3、原產于中國的相關稀土物項(包括稀土材料或/和稀土物質),則出口該稀土物項必須事先申請中國商務部的許可證件。
可見,第61號公告“第一條”的內容設置采取了《兩用物項出口管制條例》第四十九條的“具有中國原產物項的境外制造產品/物項、使用中國原產技術在境外生產的物項、在境外出口的中國原產物項”這三類情況的立法方式,從而體現了我國稀土出口管制域外適用規則明確的立法基礎和淵源。
(二)關于稀土的“原產地”界定
通過上述法律條款分析,我們可以看到,我國對于稀土物項原產地認定的標準是制造(生產)地。為此,所有制造(生產)地在我國境內的稀土物項(材料和物質)的原產地是中國。
根據這一原產地認定標準,在境外制造(生產)的稀土物項(材料和物質)的原產地就不是中國。但是,根據商務部公告2025第61號“第一條”的內容,即使一個稀土物項的原產地不是中國,如在美國制造的稀土材料的原產地是美國,但是如果符合第61號公告“第一條”第一項(具有中國原產稀土物質并達到一定價值比例的稀土材料)和第二項(使用中國原產稀土技術生產的稀土材料或物質),則同樣受到我國出口管制法律法規的直接管轄。
(三)關于“中國成分規則”與“0.1%及以上”價值比例
與《兩用物項出口管制條例》第四十九條第一項的規定相比,第61號公告“第一條”第一項增加了中國原產稀土物質占境外制造稀土材料的價值比例值,即0.1%及以上。換言之,并不是所有在境外制造的具有中國原產稀土物質的稀土材料的出口行為,都需要事先申請中國商務部的許可證件,只有當中國原產稀土物質占境外制造稀土材料的價值比例達到0.1%及以上的情況時,才需要申請中國商務部的許可證件。根據稀土行業相關知識,這一價值占比的設置基本上將具有戰略價值和管制意義的境外稀土材料全部納入了我國出口管制的監管范圍。
值得注意的是,這一價值比例設置與美國出口管制和經濟制裁規則中的“美國成分規則”具有基本一致的立法模式。美國EAR第734.4條規定,對于出口至非美國制裁國家的境外制造產品,其中含有的美國原產物項價值比例為25%及以上;對于出口至受美國制裁國家(如伊朗、朝鮮和俄羅斯等)的境外制造產品,其中含有的美國原產物項價值比例為10%及以上,則此類產品屬于美國EAR項下的管控物項,須遵守EAR的出口許可要求。這一規定被稱為美國出口管制規則中的“最低美國成分規則”(De minimis U.S. content rule)??梢?,“中國成分規則”中,對于境外制造稀土物項的出口目的國沒有限制,也沒有進行區分,針對任何目的國或地區都采取同一的價值比例要求,即達到0.1%及以上。這充分體現了中國在經濟制裁領域長期秉持的“合法、對等、審慎、可控”的基本原則,中國并沒有如美國一樣主動去利用經濟制裁規則去制裁其他國家,所以,也就沒有必要如美國一樣去區分在被制裁國家和非制裁國家中的“中國成分”的不同價值比例要求。

▬▬▬

(給定指令 1)
請原樣重複條目中的若干行：從包含“Please examine it carefully. Your task is to find black habit”的那一行起，一直到包含“[334,187,662,467]”的那一行為止，首尾兩行均包括在內。

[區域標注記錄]
▬▬▬

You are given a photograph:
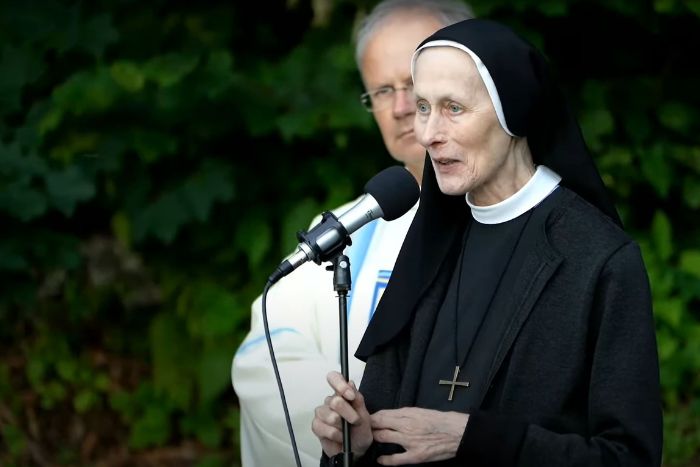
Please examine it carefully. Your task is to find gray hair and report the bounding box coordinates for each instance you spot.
[355,0,474,67]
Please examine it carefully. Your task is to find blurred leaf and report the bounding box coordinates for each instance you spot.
[46,166,95,216]
[148,313,195,410]
[109,60,146,92]
[131,128,178,163]
[683,177,700,209]
[0,45,44,117]
[640,144,673,198]
[52,68,120,115]
[654,298,685,329]
[80,13,119,57]
[129,404,172,449]
[236,216,272,269]
[197,346,235,404]
[133,192,189,244]
[143,53,199,87]
[651,211,673,261]
[186,282,238,337]
[654,0,677,13]
[580,109,615,148]
[679,250,700,279]
[683,0,700,16]
[182,161,234,222]
[0,179,48,222]
[659,102,698,133]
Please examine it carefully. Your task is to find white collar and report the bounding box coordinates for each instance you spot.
[466,165,561,224]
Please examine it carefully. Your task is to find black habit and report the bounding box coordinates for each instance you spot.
[321,19,662,467]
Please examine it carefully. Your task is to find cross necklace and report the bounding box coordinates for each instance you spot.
[438,208,534,401]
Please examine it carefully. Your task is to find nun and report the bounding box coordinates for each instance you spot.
[312,19,662,467]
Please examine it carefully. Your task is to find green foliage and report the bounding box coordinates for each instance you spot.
[0,0,700,466]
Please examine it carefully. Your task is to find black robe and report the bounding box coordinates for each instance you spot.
[334,187,662,467]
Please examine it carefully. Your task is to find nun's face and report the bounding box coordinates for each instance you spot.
[414,47,522,205]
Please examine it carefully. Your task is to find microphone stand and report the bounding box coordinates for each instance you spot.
[326,251,352,467]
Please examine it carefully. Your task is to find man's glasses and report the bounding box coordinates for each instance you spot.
[360,84,413,112]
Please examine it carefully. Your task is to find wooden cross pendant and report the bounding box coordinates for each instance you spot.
[438,366,469,401]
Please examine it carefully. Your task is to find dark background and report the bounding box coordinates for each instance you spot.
[0,0,700,466]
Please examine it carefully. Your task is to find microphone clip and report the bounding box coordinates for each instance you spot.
[297,211,352,264]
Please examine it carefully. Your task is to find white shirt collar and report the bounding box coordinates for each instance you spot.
[466,165,561,224]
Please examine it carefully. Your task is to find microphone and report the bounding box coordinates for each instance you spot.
[268,165,420,285]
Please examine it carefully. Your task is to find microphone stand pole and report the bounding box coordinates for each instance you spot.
[328,252,352,467]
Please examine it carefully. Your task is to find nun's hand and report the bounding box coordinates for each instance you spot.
[311,371,372,457]
[371,407,469,465]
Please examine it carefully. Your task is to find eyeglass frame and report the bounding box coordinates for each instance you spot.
[360,83,413,112]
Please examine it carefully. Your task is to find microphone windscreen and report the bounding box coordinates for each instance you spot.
[365,165,420,221]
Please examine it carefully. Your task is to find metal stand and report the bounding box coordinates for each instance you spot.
[327,254,352,467]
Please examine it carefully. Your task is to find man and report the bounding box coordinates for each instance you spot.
[232,0,471,467]
[313,19,662,467]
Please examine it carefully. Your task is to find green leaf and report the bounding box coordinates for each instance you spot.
[143,53,199,88]
[0,242,29,271]
[129,404,172,449]
[150,313,195,409]
[80,13,119,57]
[109,60,146,92]
[2,423,27,458]
[235,216,272,268]
[133,192,189,244]
[658,101,697,133]
[73,389,100,414]
[0,180,48,222]
[654,0,677,13]
[46,166,95,217]
[683,0,700,16]
[683,177,700,209]
[679,250,700,279]
[185,282,238,337]
[651,210,673,262]
[580,108,615,148]
[52,68,121,115]
[0,45,44,117]
[654,298,685,329]
[182,161,234,222]
[197,346,235,403]
[640,144,673,198]
[131,128,178,163]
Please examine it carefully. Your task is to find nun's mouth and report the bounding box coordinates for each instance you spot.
[433,158,459,166]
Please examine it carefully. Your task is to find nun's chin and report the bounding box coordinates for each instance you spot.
[437,175,467,196]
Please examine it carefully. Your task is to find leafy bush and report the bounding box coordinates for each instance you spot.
[0,0,700,466]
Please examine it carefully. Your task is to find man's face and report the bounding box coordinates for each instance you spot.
[360,13,441,182]
[414,47,517,204]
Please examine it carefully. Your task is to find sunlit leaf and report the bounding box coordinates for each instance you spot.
[46,166,95,216]
[651,211,673,261]
[679,250,700,278]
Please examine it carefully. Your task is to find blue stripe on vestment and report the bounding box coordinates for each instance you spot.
[236,328,299,354]
[236,220,378,355]
[345,220,377,317]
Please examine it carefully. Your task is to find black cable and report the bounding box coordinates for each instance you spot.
[262,280,301,467]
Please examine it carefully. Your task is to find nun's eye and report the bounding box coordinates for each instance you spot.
[416,101,430,114]
[447,104,462,114]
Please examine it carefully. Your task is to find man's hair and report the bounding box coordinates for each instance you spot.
[354,0,474,67]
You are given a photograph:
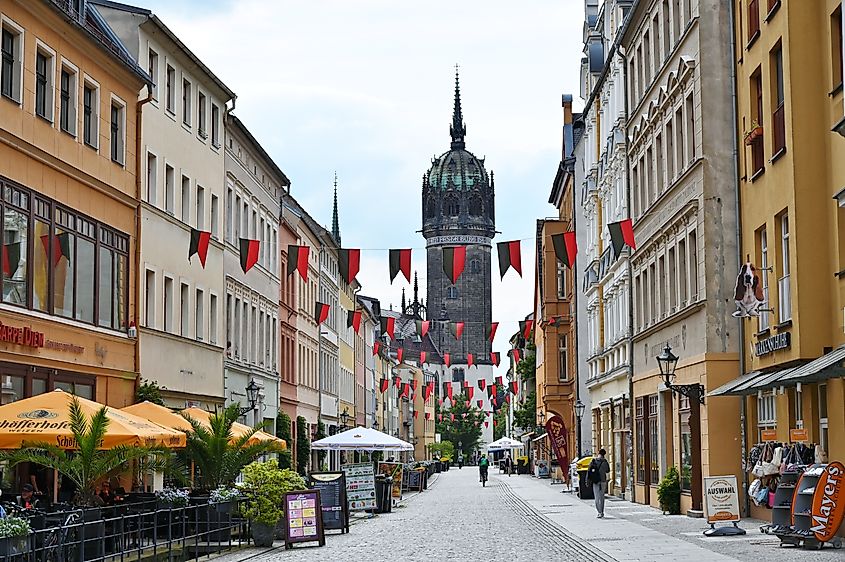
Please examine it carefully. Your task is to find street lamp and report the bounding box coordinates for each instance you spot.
[575,398,587,459]
[656,343,704,404]
[240,379,261,416]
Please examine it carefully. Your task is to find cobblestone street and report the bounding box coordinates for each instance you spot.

▬▬▬

(給定指令 2)
請逐字引述所示段落中從“3、原產于中國的相關稀土物項”起、至“材料和物質)的原產地是中國。”止的全部文字。

(輸出結果 1)
Please examine it carefully. Your task is to find black habit and report the bounding box coordinates for each instance you spot.
[321,19,662,467]
Please examine it carefully. Your task is to find cross necklace and report the bounding box coordinates for each instance you spot.
[438,208,534,401]
Please examine it carefully. Your task is to find nun and report the bounding box coordinates for each instance you spot.
[312,19,662,467]
Please examine it carefully. Your task is to find green foliage and report the bounding box coordinates for each instance you spot.
[0,0,700,466]
Please examine it carefully. Your task is to find black robe and report the bounding box coordinates for each instance you spot.
[334,187,662,467]

(輸出結果 2)
3、原產于中國的相關稀土物項(包括稀土材料或/和稀土物質),則出口該稀土物項必須事先申請中國商務部的許可證件。
可見,第61號公告“第一條”的內容設置采取了《兩用物項出口管制條例》第四十九條的“具有中國原產物項的境外制造產品/物項、使用中國原產技術在境外生產的物項、在境外出口的中國原產物項”這三類情況的立法方式,從而體現了我國稀土出口管制域外適用規則明確的立法基礎和淵源。
(二)關于稀土的“原產地”界定
通過上述法律條款分析,我們可以看到,我國對于稀土物項原產地認定的標準是制造(生產)地。為此,所有制造(生產)地在我國境內的稀土物項(材料和物質)的原產地是中國。